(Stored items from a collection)
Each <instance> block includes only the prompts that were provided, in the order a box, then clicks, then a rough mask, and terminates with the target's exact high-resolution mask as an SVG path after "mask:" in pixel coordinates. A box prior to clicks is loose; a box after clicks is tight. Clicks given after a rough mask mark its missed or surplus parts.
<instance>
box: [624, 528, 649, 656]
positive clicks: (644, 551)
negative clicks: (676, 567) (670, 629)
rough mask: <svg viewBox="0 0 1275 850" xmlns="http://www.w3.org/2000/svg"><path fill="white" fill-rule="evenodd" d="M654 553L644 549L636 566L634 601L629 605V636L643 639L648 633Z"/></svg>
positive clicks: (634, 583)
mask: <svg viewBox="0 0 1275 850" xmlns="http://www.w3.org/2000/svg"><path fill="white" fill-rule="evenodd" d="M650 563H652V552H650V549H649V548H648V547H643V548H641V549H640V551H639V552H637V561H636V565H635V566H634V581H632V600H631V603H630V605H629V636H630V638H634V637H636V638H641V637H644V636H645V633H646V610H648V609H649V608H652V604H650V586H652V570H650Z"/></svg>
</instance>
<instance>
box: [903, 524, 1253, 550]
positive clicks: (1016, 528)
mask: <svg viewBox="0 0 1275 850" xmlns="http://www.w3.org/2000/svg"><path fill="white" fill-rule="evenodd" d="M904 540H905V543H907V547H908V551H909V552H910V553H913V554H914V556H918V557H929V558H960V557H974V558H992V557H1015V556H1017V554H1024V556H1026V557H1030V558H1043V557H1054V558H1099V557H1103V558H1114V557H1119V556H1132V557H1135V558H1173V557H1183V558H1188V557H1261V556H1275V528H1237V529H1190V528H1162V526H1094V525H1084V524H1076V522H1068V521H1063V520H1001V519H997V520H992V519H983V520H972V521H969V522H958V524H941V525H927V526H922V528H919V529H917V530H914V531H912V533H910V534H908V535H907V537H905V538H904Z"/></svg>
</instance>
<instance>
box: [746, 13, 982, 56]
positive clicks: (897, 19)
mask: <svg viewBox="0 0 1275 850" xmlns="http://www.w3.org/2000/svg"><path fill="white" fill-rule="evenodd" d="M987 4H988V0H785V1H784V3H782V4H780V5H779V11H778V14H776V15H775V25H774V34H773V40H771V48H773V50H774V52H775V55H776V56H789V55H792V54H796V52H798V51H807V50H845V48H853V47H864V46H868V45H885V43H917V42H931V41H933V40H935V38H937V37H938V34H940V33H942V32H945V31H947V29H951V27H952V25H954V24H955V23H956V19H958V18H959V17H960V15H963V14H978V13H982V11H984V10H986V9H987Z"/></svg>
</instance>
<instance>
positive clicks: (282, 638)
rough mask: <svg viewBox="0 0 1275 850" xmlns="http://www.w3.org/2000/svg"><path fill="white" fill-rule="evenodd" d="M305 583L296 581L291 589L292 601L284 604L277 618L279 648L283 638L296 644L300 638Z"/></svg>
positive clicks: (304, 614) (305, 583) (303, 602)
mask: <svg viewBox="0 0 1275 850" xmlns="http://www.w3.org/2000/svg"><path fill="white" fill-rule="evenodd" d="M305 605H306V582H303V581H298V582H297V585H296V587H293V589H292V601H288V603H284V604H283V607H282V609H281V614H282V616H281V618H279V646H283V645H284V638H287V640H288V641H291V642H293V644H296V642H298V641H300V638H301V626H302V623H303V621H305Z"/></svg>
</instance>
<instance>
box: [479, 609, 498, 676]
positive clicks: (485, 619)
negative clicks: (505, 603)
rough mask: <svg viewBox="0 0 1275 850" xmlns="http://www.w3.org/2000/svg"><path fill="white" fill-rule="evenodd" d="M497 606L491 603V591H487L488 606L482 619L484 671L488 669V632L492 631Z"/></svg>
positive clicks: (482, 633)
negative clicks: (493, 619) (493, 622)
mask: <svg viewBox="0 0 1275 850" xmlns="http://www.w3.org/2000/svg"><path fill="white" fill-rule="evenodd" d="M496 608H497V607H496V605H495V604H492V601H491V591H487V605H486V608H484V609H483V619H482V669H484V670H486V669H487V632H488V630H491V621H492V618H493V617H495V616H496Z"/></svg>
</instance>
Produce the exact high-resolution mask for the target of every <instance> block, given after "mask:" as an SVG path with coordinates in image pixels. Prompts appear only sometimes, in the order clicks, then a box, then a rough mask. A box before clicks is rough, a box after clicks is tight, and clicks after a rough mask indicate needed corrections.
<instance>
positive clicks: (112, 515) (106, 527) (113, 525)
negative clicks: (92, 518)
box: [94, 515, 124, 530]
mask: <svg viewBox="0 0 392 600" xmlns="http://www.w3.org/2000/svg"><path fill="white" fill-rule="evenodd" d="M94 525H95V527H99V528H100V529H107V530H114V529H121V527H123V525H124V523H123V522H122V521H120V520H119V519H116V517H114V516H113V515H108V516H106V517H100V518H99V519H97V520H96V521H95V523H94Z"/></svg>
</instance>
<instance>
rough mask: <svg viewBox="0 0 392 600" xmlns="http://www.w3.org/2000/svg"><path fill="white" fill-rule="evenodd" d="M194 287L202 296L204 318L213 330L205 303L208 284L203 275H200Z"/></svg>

● **Instructions to follow**: The lines to return are those with the string "after" in them; copy each from the entries above.

● **Problem solution**:
Each <instance> block includes only the prompts that were provided, in the order a box, then clicks, then a rough mask, and terminates with the target's exact high-resolution mask as an SVG path after "mask:" in pixel coordinates. A box prior to clicks is loose; a box after clicks is tight. Clicks given after a rough mask mark its missed or surplus parts.
Produce the exact high-resolution mask for the target of every <instance> block, given after "mask:" as an SVG path with coordinates in image pixels. Prompts appear only sometimes, in the order clicks, then a box, then a rough mask. A box before clicks is rough, a box after clicks is tight, and clicks after a rough mask indicate needed corrections.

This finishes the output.